Exercise details =>
Gather every line in the records below that contains the word "wooden" and copy each such line in full. Treat uppercase and lowercase letters as distinct when matching.

(Entries for location identification)

========

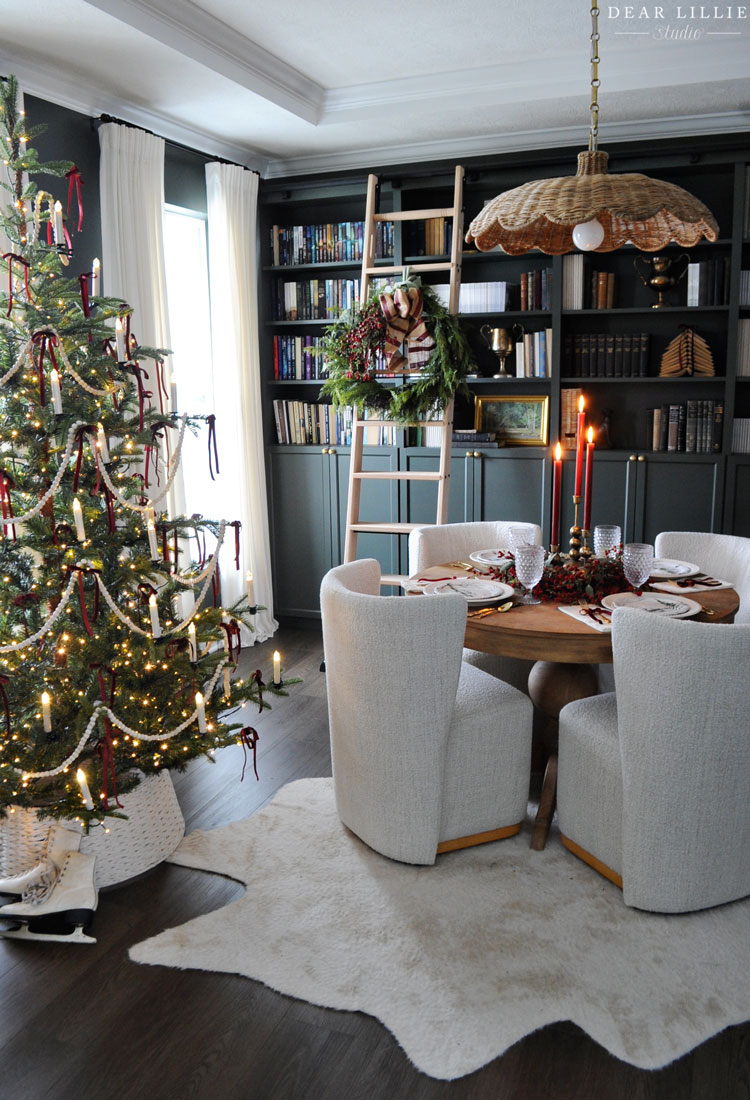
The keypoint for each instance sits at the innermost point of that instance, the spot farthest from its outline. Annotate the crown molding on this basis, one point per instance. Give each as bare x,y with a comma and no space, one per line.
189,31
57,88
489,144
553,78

========

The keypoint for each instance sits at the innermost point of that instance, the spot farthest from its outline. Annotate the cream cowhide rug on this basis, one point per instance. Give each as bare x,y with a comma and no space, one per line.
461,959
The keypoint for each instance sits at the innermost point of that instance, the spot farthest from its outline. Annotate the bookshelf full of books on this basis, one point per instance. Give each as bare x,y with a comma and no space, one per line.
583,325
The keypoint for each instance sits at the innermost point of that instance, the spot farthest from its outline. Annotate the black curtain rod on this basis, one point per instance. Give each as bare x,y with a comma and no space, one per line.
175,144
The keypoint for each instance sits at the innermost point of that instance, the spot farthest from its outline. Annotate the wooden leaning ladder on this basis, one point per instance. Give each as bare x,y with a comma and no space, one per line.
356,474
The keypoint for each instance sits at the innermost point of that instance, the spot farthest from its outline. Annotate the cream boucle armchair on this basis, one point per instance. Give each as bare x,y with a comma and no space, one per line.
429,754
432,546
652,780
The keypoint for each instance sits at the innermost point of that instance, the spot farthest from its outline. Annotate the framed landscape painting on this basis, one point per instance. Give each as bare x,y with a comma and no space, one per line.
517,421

========

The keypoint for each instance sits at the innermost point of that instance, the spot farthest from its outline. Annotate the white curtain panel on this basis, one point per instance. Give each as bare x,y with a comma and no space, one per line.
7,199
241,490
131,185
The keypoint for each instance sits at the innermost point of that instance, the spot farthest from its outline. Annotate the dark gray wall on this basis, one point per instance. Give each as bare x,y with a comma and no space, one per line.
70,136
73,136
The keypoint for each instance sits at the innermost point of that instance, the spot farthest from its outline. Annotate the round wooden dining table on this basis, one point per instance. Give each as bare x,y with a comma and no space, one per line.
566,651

========

The output =>
The keypoint for each instance sits at the innermost point of that instance, the spot farthest from its outline. Annotate the wooden leaning ladder on this basis, one point per instance. Give each as bare x,y with a comma and no space, one per line.
The keypoint for each instance sits at the innermost point of that instance, the spot farthest from its outline. Annotate the round wooden dining table on this basis, one point per instance. Give each as bare x,y with a comma and no space, one per line.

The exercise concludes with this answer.